▶ **What is being asked**:
Nothing more is wanted than an exact repeat of the data below.

-- Opening Marker --

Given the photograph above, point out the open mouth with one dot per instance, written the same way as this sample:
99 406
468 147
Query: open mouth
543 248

-- Closing Marker --

▶ **The answer**:
Given the photograph above, point out the open mouth with one dot per instance, written the same way as this sample:
99 406
468 147
Query: open mouth
543 248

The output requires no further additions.